# INSTRUCTIONS TO FOLLOW
Please write every entry out again, exactly as it reads below.

# DATA EXTRACT
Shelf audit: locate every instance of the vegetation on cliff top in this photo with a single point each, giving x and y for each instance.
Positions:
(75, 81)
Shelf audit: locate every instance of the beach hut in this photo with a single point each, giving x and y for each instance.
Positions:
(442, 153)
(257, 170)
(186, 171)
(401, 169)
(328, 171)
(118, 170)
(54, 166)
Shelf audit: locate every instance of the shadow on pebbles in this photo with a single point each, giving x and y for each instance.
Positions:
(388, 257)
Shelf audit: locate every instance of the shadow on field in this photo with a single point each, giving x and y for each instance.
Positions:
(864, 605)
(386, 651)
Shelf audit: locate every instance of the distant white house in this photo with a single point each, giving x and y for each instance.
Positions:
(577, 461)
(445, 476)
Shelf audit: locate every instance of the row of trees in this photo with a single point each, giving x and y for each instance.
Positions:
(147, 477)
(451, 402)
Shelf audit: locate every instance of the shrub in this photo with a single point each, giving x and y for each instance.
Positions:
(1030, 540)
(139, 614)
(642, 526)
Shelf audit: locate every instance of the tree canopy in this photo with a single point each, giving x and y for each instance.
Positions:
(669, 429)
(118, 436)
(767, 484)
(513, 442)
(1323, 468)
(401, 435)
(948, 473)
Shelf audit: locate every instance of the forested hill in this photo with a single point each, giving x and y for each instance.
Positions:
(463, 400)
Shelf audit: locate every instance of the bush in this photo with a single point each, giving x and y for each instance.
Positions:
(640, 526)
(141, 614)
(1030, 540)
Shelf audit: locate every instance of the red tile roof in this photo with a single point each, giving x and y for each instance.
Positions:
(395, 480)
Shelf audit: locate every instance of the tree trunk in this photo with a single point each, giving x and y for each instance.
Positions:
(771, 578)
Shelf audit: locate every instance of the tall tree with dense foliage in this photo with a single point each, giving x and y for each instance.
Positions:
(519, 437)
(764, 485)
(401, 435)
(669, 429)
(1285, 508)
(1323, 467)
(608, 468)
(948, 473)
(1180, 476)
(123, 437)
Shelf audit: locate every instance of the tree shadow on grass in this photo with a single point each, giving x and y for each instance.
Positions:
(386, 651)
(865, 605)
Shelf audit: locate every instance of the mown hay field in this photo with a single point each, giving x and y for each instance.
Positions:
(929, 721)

# TASK RESULT
Shelf audit: locate every instance of the vegetation on cliff top in this photo with a single point each, giving x and y for each instance.
Positions:
(75, 81)
Shelf audit: locate every instance of the beach hut in this photo with a single point each, giving x and y for each instance.
Positions:
(442, 153)
(257, 170)
(186, 171)
(401, 169)
(328, 171)
(118, 170)
(54, 166)
Shelf audit: locate every instance of the shadow on pebbles in this photo with a single point each, giving x and y for each instance.
Positions:
(388, 257)
Shelf audit: locate every instance of the shadow on field in this photo with a single point each, giving x and y for each instance.
Positions:
(864, 605)
(386, 651)
Shelf audit: locate every instance of the distant white house in this photo with a single point each, giving x and y for each instance.
Positions:
(577, 461)
(445, 476)
Shelf audit: locate every instance of the row of trees in this photo with a single point each, giving x and y for each instance.
Positions:
(147, 477)
(451, 402)
Shelf audit: locate every instance of the shrub in this photo with a single point each, giving x and y for each instance.
Positions:
(1030, 540)
(139, 614)
(642, 526)
Shelf audit: locate every instance of the tree canopy in this photo with a single point each, giving x and y for each instance.
Positions:
(669, 429)
(118, 436)
(767, 484)
(513, 442)
(1323, 468)
(401, 435)
(948, 473)
Shelf audit: locate every instance of the forested hill in this photo with a single point each, giving x and y for each instance.
Positions:
(463, 400)
Shelf audit: locate every instance of the bush in this photo with a single point each, giving x and y for each instance.
Positions:
(640, 526)
(141, 614)
(1030, 540)
Shelf audit: locate every instance of the red tile roof in this photo with a single point each, giving x and y for each instance.
Positions:
(395, 480)
Shelf audit: locate every instance of the tree trunk in this photo with a single point each, giving x and y for each instance.
Positions:
(771, 578)
Shelf audit: locate every instance of the tall tree with dense foliage in this photo with a single point each, giving x and y for each instance.
Positions:
(519, 437)
(764, 485)
(401, 435)
(669, 429)
(1285, 508)
(1323, 467)
(608, 468)
(948, 473)
(1180, 476)
(123, 437)
Shelf audit: locate every instance of the tree shadow on grass in this photo with a single point each, giving x and y for each instance.
Positions:
(386, 651)
(865, 605)
Shelf audit: locate every instance of the mown hay field in this photo with a single point each, giving x and y for each instance.
Positions:
(929, 721)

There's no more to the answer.